» **WORK INSTRUCTIONS**
List the records below as a numbered list. Start at the line containing "of black t-shirt" and end at the line containing "[[322, 240, 545, 311], [95, 247, 267, 301]]", including both of those lines and skipping any blank lines.

* Start *

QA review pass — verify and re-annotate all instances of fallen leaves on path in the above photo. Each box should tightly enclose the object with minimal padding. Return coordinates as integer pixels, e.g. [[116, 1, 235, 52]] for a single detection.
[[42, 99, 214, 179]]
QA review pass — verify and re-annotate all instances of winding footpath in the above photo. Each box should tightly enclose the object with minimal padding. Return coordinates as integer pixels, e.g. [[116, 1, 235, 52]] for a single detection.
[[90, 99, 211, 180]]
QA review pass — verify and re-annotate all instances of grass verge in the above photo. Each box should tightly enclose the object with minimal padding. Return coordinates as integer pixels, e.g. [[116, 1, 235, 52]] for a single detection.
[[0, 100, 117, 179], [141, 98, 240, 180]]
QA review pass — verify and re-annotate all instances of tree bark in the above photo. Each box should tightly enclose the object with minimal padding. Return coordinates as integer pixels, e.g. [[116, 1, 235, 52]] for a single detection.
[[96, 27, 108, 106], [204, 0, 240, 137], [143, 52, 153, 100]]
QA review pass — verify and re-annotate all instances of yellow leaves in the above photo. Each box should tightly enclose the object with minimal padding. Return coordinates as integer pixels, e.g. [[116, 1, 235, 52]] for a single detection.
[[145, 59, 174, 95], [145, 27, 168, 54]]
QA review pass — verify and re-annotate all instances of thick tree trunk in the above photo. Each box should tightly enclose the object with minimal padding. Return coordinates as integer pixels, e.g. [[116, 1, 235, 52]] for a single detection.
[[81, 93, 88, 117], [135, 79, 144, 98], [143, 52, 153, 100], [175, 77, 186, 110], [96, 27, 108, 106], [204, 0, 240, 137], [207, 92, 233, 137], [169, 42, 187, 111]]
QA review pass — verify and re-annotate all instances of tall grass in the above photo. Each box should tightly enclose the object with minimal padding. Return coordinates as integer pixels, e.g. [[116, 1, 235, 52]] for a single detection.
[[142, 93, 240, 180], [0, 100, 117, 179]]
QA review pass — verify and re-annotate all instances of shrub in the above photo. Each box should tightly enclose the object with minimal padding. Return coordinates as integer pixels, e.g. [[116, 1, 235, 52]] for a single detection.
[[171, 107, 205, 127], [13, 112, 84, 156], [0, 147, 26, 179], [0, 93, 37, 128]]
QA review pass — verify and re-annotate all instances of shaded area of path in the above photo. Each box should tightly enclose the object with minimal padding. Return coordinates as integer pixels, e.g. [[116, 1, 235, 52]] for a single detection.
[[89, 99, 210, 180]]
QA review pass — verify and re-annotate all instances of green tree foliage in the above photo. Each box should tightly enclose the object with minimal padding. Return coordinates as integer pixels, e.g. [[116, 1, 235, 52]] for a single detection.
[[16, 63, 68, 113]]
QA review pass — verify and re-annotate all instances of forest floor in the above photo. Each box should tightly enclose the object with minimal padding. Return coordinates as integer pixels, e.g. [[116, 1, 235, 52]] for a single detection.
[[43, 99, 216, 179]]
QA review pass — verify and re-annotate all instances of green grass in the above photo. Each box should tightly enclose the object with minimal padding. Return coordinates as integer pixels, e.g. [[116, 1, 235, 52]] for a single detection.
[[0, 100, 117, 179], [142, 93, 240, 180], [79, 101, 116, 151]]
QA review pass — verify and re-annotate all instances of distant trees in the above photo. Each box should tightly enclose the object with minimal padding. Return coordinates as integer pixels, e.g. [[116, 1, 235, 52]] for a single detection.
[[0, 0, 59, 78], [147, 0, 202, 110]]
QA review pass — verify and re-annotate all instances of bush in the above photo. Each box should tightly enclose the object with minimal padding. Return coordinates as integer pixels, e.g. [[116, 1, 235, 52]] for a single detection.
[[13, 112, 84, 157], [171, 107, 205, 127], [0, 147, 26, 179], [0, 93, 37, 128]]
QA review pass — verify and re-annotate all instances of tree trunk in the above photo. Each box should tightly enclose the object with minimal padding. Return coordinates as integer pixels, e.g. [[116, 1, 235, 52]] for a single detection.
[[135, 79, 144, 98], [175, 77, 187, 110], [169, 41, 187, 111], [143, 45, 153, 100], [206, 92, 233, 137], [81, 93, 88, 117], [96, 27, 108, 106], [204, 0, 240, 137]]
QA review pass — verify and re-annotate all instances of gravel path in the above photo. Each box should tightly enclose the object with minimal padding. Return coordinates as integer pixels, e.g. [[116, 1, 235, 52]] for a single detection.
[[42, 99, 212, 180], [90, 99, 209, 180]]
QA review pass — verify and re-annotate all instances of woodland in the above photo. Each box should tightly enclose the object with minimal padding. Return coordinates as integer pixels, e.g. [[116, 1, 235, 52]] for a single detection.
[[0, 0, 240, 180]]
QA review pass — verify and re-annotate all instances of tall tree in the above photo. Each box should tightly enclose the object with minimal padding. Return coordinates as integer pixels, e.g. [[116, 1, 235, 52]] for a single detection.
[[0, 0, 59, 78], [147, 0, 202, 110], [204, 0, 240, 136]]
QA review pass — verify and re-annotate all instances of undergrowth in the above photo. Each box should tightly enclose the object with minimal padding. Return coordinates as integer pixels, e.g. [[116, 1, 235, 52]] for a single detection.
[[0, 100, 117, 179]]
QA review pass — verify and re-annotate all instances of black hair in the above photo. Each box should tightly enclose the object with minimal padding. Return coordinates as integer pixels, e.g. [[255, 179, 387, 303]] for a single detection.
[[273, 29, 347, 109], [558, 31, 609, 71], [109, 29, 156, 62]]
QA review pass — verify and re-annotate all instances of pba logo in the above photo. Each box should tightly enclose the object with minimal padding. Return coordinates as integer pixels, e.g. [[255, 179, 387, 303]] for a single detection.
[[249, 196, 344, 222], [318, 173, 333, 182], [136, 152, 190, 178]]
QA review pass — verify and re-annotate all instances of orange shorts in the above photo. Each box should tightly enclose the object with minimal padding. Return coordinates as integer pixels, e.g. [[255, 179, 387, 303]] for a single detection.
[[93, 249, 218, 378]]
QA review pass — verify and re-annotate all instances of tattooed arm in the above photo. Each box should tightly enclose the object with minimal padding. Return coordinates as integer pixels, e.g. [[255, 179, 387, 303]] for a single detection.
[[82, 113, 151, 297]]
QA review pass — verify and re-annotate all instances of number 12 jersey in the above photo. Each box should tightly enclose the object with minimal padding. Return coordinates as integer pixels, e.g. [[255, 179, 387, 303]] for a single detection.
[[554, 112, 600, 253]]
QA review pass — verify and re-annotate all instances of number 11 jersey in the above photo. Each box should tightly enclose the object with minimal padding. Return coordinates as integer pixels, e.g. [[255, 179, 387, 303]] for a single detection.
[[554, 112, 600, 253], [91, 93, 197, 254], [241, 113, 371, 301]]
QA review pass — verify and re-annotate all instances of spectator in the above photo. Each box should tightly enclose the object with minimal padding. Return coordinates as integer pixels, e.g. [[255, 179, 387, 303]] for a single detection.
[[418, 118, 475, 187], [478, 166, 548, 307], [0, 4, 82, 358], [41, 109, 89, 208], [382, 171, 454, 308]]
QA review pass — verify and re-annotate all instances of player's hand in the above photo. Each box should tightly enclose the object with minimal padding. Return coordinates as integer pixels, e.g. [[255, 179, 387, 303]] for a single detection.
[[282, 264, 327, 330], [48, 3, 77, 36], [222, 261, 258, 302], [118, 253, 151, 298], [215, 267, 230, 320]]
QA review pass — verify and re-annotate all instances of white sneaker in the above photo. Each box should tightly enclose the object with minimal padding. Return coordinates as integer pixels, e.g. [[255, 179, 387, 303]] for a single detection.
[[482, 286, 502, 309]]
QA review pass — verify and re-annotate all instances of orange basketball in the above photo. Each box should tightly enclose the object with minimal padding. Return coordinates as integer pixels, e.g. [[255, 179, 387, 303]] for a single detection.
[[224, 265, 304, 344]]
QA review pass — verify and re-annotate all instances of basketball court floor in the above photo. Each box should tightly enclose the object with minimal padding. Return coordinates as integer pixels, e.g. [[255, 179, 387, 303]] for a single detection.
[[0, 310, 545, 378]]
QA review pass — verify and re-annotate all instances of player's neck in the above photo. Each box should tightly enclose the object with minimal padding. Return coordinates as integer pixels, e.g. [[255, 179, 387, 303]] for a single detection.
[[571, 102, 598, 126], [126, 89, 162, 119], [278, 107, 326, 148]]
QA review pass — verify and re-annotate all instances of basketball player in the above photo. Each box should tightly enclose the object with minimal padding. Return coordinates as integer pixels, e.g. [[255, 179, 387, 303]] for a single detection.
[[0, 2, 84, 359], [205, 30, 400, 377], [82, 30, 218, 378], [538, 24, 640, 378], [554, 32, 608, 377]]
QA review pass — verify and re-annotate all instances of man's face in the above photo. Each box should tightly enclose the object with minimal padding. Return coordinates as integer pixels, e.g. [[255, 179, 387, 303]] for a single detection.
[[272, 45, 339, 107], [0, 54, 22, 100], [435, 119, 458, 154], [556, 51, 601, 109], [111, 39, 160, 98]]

* End *
* Start *

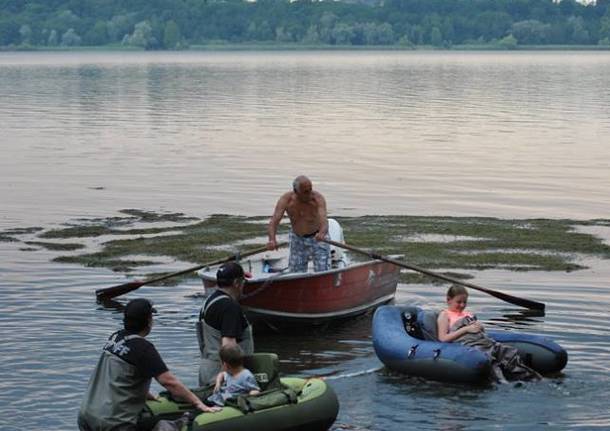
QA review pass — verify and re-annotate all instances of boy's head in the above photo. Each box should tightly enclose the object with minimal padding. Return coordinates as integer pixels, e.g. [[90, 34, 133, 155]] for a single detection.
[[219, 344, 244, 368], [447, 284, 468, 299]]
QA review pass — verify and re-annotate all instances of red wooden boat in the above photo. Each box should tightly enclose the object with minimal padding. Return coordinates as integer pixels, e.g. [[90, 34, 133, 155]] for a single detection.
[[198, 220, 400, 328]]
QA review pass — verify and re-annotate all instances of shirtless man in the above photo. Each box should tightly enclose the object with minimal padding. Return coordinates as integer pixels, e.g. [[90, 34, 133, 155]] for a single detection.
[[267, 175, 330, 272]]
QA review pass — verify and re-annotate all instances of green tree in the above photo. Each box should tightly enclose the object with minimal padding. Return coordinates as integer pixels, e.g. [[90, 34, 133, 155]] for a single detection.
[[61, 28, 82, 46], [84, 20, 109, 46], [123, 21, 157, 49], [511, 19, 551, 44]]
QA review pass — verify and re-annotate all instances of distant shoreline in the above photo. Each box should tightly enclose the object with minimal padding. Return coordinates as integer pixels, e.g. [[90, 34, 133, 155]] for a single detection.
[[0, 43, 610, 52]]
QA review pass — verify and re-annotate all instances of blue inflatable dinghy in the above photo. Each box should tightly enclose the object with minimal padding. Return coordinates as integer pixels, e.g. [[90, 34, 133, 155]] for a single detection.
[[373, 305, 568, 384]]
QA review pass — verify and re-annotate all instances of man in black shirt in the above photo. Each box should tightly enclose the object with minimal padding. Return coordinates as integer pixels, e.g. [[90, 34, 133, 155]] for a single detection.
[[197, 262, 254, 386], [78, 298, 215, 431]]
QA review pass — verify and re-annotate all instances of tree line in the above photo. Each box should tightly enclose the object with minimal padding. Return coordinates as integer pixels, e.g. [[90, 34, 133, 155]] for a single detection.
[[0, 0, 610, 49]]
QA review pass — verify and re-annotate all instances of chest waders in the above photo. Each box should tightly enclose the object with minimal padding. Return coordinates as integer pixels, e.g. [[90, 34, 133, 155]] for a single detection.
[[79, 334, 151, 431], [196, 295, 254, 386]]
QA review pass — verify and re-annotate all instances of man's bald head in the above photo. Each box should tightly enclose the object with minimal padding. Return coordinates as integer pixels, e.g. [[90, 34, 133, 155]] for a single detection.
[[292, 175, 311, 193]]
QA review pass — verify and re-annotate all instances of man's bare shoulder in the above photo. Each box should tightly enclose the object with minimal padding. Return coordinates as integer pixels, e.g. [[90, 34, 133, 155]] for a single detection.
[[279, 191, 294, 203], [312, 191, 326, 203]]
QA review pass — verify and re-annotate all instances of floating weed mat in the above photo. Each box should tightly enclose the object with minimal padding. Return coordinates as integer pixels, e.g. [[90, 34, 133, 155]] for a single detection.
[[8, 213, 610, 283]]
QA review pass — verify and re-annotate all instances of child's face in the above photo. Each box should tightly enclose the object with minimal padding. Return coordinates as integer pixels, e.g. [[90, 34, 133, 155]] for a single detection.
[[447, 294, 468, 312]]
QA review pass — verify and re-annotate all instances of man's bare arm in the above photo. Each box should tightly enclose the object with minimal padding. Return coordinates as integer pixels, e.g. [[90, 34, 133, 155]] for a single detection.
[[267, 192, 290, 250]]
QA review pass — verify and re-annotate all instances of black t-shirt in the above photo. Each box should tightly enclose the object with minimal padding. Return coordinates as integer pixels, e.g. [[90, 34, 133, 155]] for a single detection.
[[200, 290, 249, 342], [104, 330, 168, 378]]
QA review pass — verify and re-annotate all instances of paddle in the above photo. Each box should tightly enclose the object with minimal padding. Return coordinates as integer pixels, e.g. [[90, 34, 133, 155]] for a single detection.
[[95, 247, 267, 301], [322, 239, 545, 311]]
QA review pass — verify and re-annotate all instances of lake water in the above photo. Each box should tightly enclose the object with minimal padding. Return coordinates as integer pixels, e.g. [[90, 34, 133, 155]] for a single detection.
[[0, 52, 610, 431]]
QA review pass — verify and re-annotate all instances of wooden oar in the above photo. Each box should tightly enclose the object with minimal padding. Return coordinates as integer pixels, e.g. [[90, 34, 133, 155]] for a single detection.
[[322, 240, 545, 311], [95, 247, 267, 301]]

* End *

» **THE REPLY**
1. QA review pass — verify and re-annotate all instances of black t-shirt in the above photo. Each box should tightly enclose the object with minimal padding. Return coordinates as integer pixels, e.g. [[90, 34, 133, 155]] for a single detection.
2. [[200, 290, 249, 342], [104, 330, 168, 378]]
3. QA review pass — verify and re-annotate all instances of paddle in the above photo. Each box should tightly enclose the object with minimal padding. Return coordinates as integer pixels, e.g. [[90, 34, 133, 155]] for a single detection.
4. [[95, 247, 267, 301], [322, 239, 545, 311]]
5. QA review pass — verify and re-annotate all instances of lake water in the above photo. Each box should tightly enclose the object with minimal padding. Return coordinates as integer pixels, e.g. [[90, 34, 133, 155]] for a single detection.
6. [[0, 52, 610, 431]]
7. QA review pass — verify and re-annotate all instances of wooden oar in the above photo. Each box should tightly enclose the object with minimal padding. Return coordinates as integer pixels, e.g. [[90, 34, 133, 155]] for a single detection.
8. [[322, 240, 545, 311], [95, 247, 267, 301]]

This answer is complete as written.